TO DO = Reproduce every one of the records below line for line, changing nothing.

*** LISTED RECORDS ***

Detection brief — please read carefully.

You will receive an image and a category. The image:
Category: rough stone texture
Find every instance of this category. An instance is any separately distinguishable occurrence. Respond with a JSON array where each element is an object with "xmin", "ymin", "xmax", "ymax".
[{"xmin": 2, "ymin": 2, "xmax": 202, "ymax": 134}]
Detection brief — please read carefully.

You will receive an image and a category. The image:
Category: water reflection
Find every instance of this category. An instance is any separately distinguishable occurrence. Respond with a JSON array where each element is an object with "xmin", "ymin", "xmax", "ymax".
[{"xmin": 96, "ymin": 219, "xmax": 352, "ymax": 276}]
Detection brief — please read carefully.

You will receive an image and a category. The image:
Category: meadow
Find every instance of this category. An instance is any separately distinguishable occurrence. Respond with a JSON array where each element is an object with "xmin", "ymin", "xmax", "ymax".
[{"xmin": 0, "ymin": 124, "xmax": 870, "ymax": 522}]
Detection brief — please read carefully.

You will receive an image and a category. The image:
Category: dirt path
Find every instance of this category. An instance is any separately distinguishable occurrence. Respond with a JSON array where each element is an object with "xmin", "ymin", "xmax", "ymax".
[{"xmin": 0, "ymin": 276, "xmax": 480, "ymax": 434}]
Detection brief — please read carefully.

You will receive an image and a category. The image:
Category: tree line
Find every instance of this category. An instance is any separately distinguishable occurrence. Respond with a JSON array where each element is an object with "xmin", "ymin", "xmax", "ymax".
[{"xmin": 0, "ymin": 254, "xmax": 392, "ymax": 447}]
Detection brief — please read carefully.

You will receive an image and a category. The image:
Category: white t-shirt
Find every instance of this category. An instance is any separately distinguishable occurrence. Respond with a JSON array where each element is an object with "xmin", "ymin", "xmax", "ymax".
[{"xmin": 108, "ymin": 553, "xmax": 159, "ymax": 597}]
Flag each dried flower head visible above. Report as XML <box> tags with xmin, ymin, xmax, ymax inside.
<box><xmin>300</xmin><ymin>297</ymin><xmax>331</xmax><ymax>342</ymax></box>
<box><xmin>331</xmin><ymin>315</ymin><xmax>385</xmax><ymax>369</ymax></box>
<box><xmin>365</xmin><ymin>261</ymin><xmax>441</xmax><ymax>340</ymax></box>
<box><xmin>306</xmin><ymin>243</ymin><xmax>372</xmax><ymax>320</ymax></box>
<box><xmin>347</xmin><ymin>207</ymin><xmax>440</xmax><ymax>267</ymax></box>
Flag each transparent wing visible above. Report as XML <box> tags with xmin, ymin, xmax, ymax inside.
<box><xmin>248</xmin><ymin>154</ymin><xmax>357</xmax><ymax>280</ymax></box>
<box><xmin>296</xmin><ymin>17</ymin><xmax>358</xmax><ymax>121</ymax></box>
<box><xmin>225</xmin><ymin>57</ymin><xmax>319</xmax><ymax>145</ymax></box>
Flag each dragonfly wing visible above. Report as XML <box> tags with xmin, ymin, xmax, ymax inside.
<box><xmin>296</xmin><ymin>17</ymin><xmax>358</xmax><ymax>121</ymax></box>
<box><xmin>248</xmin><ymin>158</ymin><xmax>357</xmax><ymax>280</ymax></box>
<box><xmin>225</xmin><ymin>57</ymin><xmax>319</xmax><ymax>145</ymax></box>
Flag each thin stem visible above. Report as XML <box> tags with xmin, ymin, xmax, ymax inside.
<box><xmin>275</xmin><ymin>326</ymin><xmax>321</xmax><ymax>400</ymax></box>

***

SOLVED EXERCISE =
Detection brief — please read carefully.

You will receive an image and a category. The image:
Category: rough stone texture
Find every instance of this category. An instance is any separately distinguishable occurrence. Respond with a JSON array where each element is an object with "xmin", "ymin", "xmax", "ymax".
[{"xmin": 2, "ymin": 2, "xmax": 202, "ymax": 134}]
Detection brief — please read carefully.

You will receive an image and a category. The image:
Category: water reflection
Find every instance of this category. An instance is any separately distinguishable occurrence. Respond with a JSON array where each element is an object with "xmin", "ymin", "xmax", "ymax".
[{"xmin": 96, "ymin": 219, "xmax": 352, "ymax": 276}]
Detection brief — please read carefully.

You will receive an image and a category. The image:
Category: meadow
Find every instance of this category. An instance is any separately distinguishable occurrence. Respond with a JSON array where each element is an object with "xmin", "ymin", "xmax", "ymax".
[{"xmin": 0, "ymin": 124, "xmax": 870, "ymax": 522}]
Detection brief — please read carefully.

You will receive an image and a category. The image:
Category: dirt path
Find every instance of this category. An instance is any separately distinguishable occurrence. Respond with a JSON array where each element is an object with "xmin", "ymin", "xmax", "ymax".
[{"xmin": 0, "ymin": 276, "xmax": 480, "ymax": 434}]
Detection brief — please read carefully.

You will receive an image and a category. The image:
Category: tree line
Find every instance of this category. An instance is any separately distinguishable occurrence. Respond with a JSON array where each element is an object with "xmin", "ymin", "xmax", "ymax".
[{"xmin": 0, "ymin": 254, "xmax": 392, "ymax": 447}]
Detection brief — please read carefully.

You will receive an image and a category. The image:
Category: white t-shirt
Find every instance of this category. An instance is any separately distinguishable occurrence. Respond with a JSON array where each element is an object with "xmin", "ymin", "xmax", "ymax".
[{"xmin": 108, "ymin": 553, "xmax": 159, "ymax": 597}]
Flag each dried flower head visible above. Report as XML <box> tags with xmin, ymin, xmax, ymax inside.
<box><xmin>300</xmin><ymin>297</ymin><xmax>331</xmax><ymax>342</ymax></box>
<box><xmin>331</xmin><ymin>315</ymin><xmax>385</xmax><ymax>369</ymax></box>
<box><xmin>365</xmin><ymin>261</ymin><xmax>441</xmax><ymax>340</ymax></box>
<box><xmin>306</xmin><ymin>243</ymin><xmax>372</xmax><ymax>320</ymax></box>
<box><xmin>347</xmin><ymin>207</ymin><xmax>440</xmax><ymax>267</ymax></box>
Flag each transparent wing visible above. Report as XML <box> tags with xmin, ymin, xmax, ymax inside.
<box><xmin>248</xmin><ymin>154</ymin><xmax>357</xmax><ymax>280</ymax></box>
<box><xmin>296</xmin><ymin>17</ymin><xmax>358</xmax><ymax>121</ymax></box>
<box><xmin>225</xmin><ymin>57</ymin><xmax>319</xmax><ymax>145</ymax></box>
Flag each dragonfly wing visible above. Report as XML <box> tags with xmin, ymin, xmax, ymax inside.
<box><xmin>296</xmin><ymin>17</ymin><xmax>358</xmax><ymax>121</ymax></box>
<box><xmin>248</xmin><ymin>158</ymin><xmax>357</xmax><ymax>280</ymax></box>
<box><xmin>225</xmin><ymin>57</ymin><xmax>319</xmax><ymax>145</ymax></box>
Flag each thin stem visible above. Report as XML <box> tags with xmin, ymin, xmax, ymax inside.
<box><xmin>275</xmin><ymin>326</ymin><xmax>321</xmax><ymax>400</ymax></box>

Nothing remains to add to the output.